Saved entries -
---

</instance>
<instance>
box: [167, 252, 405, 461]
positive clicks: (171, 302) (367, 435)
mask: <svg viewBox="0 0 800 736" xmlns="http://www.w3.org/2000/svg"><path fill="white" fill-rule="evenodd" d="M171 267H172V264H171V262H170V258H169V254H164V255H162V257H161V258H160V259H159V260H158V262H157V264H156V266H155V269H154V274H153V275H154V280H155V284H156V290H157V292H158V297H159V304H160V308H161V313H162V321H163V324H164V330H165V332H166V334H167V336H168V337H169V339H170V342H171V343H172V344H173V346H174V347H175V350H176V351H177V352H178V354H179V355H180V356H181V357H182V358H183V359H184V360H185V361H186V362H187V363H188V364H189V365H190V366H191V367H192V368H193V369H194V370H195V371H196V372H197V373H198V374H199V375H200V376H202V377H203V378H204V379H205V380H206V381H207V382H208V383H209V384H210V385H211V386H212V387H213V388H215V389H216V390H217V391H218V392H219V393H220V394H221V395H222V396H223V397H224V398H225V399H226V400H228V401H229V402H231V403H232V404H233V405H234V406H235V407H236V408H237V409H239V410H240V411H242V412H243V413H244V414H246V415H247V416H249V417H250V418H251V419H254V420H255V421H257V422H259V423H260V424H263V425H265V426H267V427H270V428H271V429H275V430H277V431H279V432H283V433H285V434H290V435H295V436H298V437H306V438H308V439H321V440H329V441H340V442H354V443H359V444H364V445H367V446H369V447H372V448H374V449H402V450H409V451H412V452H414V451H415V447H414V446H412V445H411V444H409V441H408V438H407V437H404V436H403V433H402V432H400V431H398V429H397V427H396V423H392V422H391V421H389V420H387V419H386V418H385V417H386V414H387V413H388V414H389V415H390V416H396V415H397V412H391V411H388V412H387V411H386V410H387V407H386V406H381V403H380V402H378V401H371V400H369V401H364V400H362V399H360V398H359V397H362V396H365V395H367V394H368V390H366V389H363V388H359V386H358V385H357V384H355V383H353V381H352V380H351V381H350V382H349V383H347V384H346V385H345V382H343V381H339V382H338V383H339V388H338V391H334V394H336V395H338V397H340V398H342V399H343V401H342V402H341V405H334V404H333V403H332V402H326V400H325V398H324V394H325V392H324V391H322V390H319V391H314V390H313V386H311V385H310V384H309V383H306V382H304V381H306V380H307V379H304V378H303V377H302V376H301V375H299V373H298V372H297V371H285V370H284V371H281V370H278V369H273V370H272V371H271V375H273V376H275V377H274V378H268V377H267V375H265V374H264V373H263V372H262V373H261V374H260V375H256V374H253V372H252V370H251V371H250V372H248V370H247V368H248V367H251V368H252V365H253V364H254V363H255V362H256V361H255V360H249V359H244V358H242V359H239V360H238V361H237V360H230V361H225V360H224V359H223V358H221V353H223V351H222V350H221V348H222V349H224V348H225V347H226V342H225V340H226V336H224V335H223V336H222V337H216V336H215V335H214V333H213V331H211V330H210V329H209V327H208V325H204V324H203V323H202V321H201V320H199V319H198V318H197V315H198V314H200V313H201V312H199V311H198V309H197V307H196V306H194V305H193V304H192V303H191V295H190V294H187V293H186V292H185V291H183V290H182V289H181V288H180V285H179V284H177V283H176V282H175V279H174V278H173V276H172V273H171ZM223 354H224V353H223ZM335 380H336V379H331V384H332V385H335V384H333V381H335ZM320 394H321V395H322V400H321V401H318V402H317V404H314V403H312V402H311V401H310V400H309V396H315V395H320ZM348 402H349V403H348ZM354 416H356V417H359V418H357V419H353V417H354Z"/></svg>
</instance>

---

Task directions - Please copy the listing above line for line, changing nothing.

The answer -
</instance>
<instance>
box: [167, 252, 405, 461]
positive clicks: (171, 302) (367, 435)
mask: <svg viewBox="0 0 800 736" xmlns="http://www.w3.org/2000/svg"><path fill="white" fill-rule="evenodd" d="M171 267H172V264H171V262H170V258H169V254H164V255H162V257H161V258H160V259H159V260H158V262H157V264H156V266H155V269H154V274H153V275H154V280H155V284H156V290H157V292H158V297H159V304H160V308H161V313H162V321H163V324H164V330H165V332H166V334H167V336H168V337H169V339H170V342H171V343H172V344H173V346H174V347H175V350H176V351H177V352H178V354H179V355H180V356H181V357H182V358H183V359H184V360H185V361H186V362H187V363H188V364H189V365H190V366H191V367H192V368H193V369H194V370H195V371H196V372H197V373H198V374H199V375H200V376H202V377H203V378H204V379H205V380H206V381H207V382H208V383H209V384H210V385H211V386H212V387H213V388H215V389H216V390H217V391H218V392H219V393H220V394H221V395H222V396H223V397H224V398H225V399H226V400H228V401H229V402H231V403H232V404H233V405H234V406H235V407H236V408H237V409H239V410H240V411H242V412H243V413H244V414H246V415H247V416H249V417H250V418H251V419H254V420H255V421H257V422H259V423H260V424H263V425H265V426H267V427H270V428H271V429H275V430H277V431H279V432H283V433H285V434H290V435H295V436H298V437H306V438H308V439H321V440H329V441H340V442H354V443H359V444H364V445H367V446H369V447H372V448H374V449H402V450H409V451H412V452H414V451H415V447H414V446H412V445H411V444H409V441H408V438H407V437H404V436H403V433H402V432H400V431H398V429H397V427H396V423H392V422H391V421H389V420H387V419H386V418H385V417H386V414H387V413H388V414H389V415H390V416H396V415H397V412H391V411H388V412H387V411H386V410H387V407H386V406H381V403H380V402H378V401H371V400H369V401H364V400H362V399H360V398H359V397H362V396H365V395H367V394H368V390H366V389H363V388H359V386H358V385H357V384H355V383H353V381H352V380H351V381H350V382H349V383H347V384H346V385H345V382H343V381H339V382H338V383H339V388H338V391H334V394H336V395H338V397H340V398H342V399H343V401H342V402H341V405H334V404H333V403H332V402H326V400H325V398H324V394H325V392H324V391H322V390H319V391H314V390H313V386H311V385H310V384H309V383H306V382H304V381H306V380H307V379H304V378H303V377H302V376H301V375H299V373H298V372H297V371H285V370H284V371H281V370H278V369H273V370H272V371H271V375H273V376H275V377H274V378H268V377H267V375H265V374H264V373H263V372H262V373H261V374H260V375H256V374H253V372H252V370H251V371H250V372H248V370H247V368H248V367H251V368H252V365H253V364H254V363H255V362H256V361H255V360H249V359H244V358H242V359H239V360H238V361H237V360H230V361H225V360H224V359H223V358H221V353H223V351H222V350H221V348H222V349H224V348H225V347H226V342H225V340H226V336H224V335H223V336H222V337H216V336H215V335H214V333H213V331H211V330H210V329H209V327H208V325H204V324H203V323H202V321H201V320H199V319H198V318H197V315H198V314H200V313H201V312H199V311H198V309H197V307H196V306H194V305H193V304H192V303H191V295H190V294H187V293H186V292H185V291H183V290H182V289H181V288H180V285H179V284H177V283H176V282H175V279H174V278H173V276H172V273H171ZM223 354H224V353H223ZM335 380H336V379H331V384H332V385H335V384H333V381H335ZM320 394H321V395H322V400H321V401H318V402H317V404H314V403H312V402H311V401H310V400H309V396H315V395H320ZM348 402H349V403H348ZM354 416H356V417H359V418H357V419H353V417H354Z"/></svg>
</instance>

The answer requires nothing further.